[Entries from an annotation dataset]
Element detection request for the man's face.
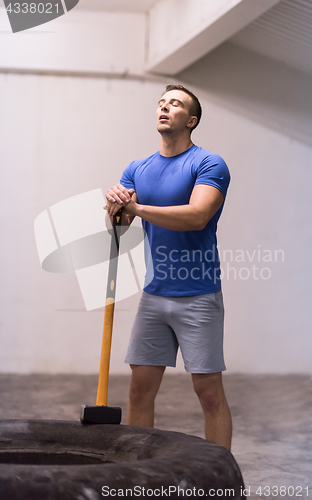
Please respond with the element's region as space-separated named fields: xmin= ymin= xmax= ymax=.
xmin=156 ymin=90 xmax=196 ymax=135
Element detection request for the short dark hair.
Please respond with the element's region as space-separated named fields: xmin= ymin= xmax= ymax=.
xmin=163 ymin=85 xmax=202 ymax=132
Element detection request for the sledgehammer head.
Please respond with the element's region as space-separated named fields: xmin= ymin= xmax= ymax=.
xmin=80 ymin=405 xmax=121 ymax=425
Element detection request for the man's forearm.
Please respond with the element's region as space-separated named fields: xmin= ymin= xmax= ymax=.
xmin=133 ymin=203 xmax=209 ymax=231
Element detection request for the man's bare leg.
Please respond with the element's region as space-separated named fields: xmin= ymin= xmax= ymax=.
xmin=192 ymin=373 xmax=232 ymax=450
xmin=127 ymin=365 xmax=165 ymax=427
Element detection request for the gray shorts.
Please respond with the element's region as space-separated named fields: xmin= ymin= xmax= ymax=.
xmin=125 ymin=291 xmax=226 ymax=373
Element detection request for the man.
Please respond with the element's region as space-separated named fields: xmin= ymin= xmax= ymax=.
xmin=106 ymin=85 xmax=232 ymax=449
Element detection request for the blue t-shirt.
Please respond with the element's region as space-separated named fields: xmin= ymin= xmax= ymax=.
xmin=120 ymin=144 xmax=230 ymax=297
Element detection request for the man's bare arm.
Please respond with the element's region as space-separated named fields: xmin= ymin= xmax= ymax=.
xmin=109 ymin=184 xmax=224 ymax=231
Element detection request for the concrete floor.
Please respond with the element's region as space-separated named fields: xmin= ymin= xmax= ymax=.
xmin=0 ymin=373 xmax=312 ymax=500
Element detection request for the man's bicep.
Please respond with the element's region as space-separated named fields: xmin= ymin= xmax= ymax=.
xmin=190 ymin=184 xmax=224 ymax=223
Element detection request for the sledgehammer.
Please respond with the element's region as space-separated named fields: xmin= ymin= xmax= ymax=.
xmin=80 ymin=210 xmax=121 ymax=424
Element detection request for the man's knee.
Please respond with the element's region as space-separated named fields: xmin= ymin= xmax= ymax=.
xmin=192 ymin=373 xmax=225 ymax=414
xmin=129 ymin=365 xmax=164 ymax=404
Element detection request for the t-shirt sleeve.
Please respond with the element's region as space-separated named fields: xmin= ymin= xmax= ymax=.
xmin=195 ymin=154 xmax=230 ymax=197
xmin=120 ymin=162 xmax=135 ymax=190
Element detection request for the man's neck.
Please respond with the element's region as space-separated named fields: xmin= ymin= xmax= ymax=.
xmin=159 ymin=134 xmax=193 ymax=156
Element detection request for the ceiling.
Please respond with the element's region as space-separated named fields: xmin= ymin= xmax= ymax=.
xmin=75 ymin=0 xmax=158 ymax=12
xmin=230 ymin=0 xmax=312 ymax=74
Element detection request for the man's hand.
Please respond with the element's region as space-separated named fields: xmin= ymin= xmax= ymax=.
xmin=104 ymin=184 xmax=134 ymax=217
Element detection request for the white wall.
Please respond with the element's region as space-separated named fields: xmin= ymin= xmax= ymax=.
xmin=0 ymin=12 xmax=312 ymax=373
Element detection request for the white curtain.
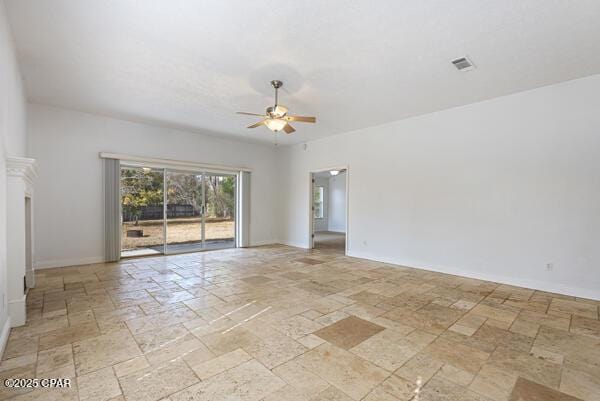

== What to work on ==
Rescale the data from the line containing "Element detection request for the man's knee." down to the line containing "xmin=129 ymin=365 xmax=164 ymax=404", both included. Rewrite every line in that span, keeping all other wording, and multiply each bounding-box coordinate in the answers by 2.5, rounding to the nearest whole number with halves rounded up.

== In response ==
Element detection request for the man's knee.
Please respond with the element's region as space-separated named fields: xmin= ymin= xmax= ymax=.
xmin=480 ymin=933 xmax=563 ymax=1035
xmin=323 ymin=913 xmax=410 ymax=1010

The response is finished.